**Request**
Set down every line of the data below word for word, changing nothing.

[Stored dataset items]
....
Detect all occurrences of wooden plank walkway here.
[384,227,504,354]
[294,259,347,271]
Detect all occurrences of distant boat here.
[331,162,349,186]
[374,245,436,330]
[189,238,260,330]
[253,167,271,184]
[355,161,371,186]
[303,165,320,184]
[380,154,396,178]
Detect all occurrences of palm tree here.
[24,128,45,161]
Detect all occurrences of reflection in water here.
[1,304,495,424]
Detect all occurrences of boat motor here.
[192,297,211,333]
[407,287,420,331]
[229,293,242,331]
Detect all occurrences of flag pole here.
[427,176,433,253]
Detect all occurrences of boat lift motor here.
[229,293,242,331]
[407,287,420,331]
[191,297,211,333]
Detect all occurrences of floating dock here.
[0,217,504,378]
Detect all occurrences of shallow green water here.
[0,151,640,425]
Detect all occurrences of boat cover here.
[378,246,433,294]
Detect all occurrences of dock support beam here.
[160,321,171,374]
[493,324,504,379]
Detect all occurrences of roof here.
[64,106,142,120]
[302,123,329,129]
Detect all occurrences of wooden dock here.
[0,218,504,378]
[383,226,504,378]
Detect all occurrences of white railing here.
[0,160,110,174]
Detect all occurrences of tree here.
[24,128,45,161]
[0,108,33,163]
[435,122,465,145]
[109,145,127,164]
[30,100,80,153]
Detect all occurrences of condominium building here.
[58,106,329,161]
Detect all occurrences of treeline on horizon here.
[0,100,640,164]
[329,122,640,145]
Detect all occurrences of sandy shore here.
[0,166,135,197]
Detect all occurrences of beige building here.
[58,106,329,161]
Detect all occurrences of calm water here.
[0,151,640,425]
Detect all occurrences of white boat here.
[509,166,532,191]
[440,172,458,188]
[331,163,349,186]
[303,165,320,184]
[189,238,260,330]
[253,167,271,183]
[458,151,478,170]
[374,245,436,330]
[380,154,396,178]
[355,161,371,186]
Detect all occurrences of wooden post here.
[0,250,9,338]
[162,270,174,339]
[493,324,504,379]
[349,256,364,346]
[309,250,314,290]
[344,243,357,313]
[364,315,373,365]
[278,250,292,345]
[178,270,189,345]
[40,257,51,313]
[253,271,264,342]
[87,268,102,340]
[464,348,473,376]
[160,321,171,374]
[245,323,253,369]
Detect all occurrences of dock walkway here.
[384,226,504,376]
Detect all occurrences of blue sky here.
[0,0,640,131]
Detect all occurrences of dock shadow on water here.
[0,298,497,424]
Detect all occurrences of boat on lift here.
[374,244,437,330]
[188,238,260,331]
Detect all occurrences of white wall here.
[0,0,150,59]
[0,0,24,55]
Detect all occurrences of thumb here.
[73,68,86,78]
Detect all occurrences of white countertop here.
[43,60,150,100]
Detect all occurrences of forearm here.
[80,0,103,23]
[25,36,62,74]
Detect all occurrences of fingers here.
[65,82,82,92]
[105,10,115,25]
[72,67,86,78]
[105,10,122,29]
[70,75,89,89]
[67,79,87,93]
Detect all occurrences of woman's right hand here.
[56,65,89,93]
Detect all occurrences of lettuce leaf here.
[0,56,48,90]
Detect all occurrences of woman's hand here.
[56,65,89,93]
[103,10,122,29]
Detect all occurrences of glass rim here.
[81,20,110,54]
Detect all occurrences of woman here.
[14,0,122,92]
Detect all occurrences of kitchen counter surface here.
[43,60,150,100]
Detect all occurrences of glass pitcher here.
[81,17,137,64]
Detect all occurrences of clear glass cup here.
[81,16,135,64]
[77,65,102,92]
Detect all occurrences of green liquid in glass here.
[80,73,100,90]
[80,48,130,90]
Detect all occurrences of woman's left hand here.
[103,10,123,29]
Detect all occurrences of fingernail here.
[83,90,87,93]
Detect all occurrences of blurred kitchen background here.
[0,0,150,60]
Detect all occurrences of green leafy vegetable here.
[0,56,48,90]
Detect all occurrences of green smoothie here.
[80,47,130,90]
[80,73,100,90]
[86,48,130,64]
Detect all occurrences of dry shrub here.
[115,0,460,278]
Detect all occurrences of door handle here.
....
**Task output**
Detect all occurrences of wooden plank walkway here.
[384,227,504,354]
[294,259,347,271]
Detect all occurrences of distant boat here.
[331,162,349,186]
[374,245,436,330]
[189,238,260,330]
[253,167,271,184]
[355,161,371,186]
[303,165,320,184]
[380,154,396,178]
Detect all occurrences of palm tree here.
[24,128,45,161]
Detect all occurrences of reflection in water here.
[1,304,495,424]
Detect all occurrences of boat motor here.
[192,297,211,333]
[407,287,420,331]
[229,293,242,331]
Detect all occurrences of flag pole here.
[427,176,433,253]
Detect all occurrences of boat lift motor here.
[229,293,242,331]
[407,287,420,331]
[191,297,211,333]
Detect all occurrences of floating dock here.
[0,217,504,378]
Detect all occurrences of shallow green water here.
[0,151,640,425]
Detect all occurrences of boat cover here.
[378,246,433,294]
Detect all occurrences of dock support beam here.
[160,321,171,374]
[493,324,504,379]
Detect all occurrences of roof here.
[64,106,142,120]
[302,123,329,129]
Detect all occurrences of wooden dock here.
[0,218,504,378]
[383,226,504,378]
Detect all occurrences of white railing here.
[0,160,110,174]
Detect all occurrences of tree here.
[24,128,45,161]
[0,108,33,163]
[435,122,465,145]
[109,145,127,164]
[30,100,80,153]
Detect all occurrences of condominium building here.
[58,106,329,161]
Detect all occurrences of treeline on horizon here.
[0,100,640,164]
[329,122,640,145]
Detect all occurrences of sandy shore here.
[0,166,135,197]
Detect all occurrences of beige building here.
[58,106,329,161]
Detect all occurrences of calm water here.
[0,151,640,425]
Detect all occurrences of white boat here.
[509,166,532,191]
[440,172,458,188]
[331,163,349,186]
[303,165,320,184]
[189,238,260,330]
[253,167,271,183]
[458,151,478,170]
[374,245,436,330]
[380,154,396,178]
[355,161,371,186]
Detect all occurrences of wooden post here.
[0,250,9,338]
[162,270,174,339]
[493,324,504,379]
[349,256,364,346]
[309,250,314,290]
[344,243,357,313]
[364,315,373,365]
[278,250,292,345]
[178,270,189,345]
[40,257,51,313]
[253,271,264,342]
[87,268,102,340]
[464,348,473,376]
[160,321,171,374]
[245,323,253,369]
Detect all occurrences of dock walkway here.
[384,226,504,376]
Detect all occurrences of blue sky here.
[0,0,640,131]
Detect all occurrences of dock shadow on water here.
[0,298,497,424]
Detect all occurrences of boat on lift here.
[374,244,437,330]
[188,238,260,331]
Detect all occurrences of white wall here.
[0,0,150,59]
[0,0,24,55]
Detect all occurrences of thumb here.
[73,68,86,78]
Detect all occurrences of white countertop here.
[43,60,150,100]
Detect all occurrences of forearm here.
[80,0,103,23]
[25,36,62,74]
Detect all occurrences of fingers here.
[65,82,82,92]
[105,10,115,25]
[72,67,86,78]
[105,10,122,29]
[70,75,89,89]
[67,79,87,93]
Detect all occurrences of woman's right hand here.
[56,65,89,93]
Detect all occurrences of lettuce leaf here.
[0,56,48,90]
Detect all occurrences of woman's hand here.
[56,65,89,93]
[103,10,122,29]
Detect all occurrences of glass rim here.
[81,20,110,54]
Detect all occurrences of woman here.
[14,0,122,92]
Detect all occurrences of kitchen counter surface here.
[43,60,150,100]
Detect all occurrences of glass pitcher here.
[81,17,137,64]
Detect all occurrences of clear glass cup here.
[81,16,135,64]
[77,65,102,92]
Detect all occurrences of green liquid in glass here.
[80,73,100,90]
[80,48,130,90]
Detect all occurrences of woman's left hand here.
[103,10,123,29]
Detect all occurrences of fingernail here.
[83,90,87,93]
Detect all occurrences of blurred kitchen background here.
[0,0,150,60]
Detect all occurrences of green leafy vegetable here.
[0,56,48,90]
Detect all occurrences of green smoothie here.
[80,47,130,90]
[80,73,100,90]
[86,48,130,64]
Detect all occurrences of dry shrub here.
[115,0,460,278]
Detect all occurrences of door handle here.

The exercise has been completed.